[Task brief]
Below are the entries; return every line among them that holds the word "apparatus".

========

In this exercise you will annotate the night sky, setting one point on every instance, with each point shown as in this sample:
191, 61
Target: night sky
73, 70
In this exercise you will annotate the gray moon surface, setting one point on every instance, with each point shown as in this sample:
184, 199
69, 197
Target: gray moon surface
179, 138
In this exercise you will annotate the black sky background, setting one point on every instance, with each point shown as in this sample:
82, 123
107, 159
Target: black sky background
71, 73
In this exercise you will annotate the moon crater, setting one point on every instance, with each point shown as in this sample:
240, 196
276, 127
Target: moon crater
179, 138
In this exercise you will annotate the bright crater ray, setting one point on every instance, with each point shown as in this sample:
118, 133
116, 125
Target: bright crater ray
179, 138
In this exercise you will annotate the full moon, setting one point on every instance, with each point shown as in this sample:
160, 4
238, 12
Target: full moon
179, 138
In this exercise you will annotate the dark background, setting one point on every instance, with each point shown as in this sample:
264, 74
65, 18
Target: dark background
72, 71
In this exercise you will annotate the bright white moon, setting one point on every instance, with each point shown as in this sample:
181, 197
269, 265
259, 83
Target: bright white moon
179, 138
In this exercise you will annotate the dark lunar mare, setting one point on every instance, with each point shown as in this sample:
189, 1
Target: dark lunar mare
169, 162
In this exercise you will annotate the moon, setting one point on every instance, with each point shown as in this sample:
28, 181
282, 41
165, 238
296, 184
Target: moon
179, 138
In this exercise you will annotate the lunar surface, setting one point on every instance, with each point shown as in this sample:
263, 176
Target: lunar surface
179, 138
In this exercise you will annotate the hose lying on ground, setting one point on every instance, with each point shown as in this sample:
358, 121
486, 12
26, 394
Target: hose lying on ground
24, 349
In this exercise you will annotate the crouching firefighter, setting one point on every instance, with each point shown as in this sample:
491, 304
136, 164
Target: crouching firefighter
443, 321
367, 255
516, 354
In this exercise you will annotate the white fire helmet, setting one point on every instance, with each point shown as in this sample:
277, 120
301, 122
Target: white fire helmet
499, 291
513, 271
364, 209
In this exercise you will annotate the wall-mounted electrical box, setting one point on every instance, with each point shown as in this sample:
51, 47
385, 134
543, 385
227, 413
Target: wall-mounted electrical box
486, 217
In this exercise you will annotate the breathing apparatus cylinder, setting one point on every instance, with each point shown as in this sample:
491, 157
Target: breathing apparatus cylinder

========

[Result for this exercise]
In this exercise you will annotate the breathing apparatus cylinder, setting one point on every instance, with each point shown as in this sample:
Target: breathing apparatus cylinder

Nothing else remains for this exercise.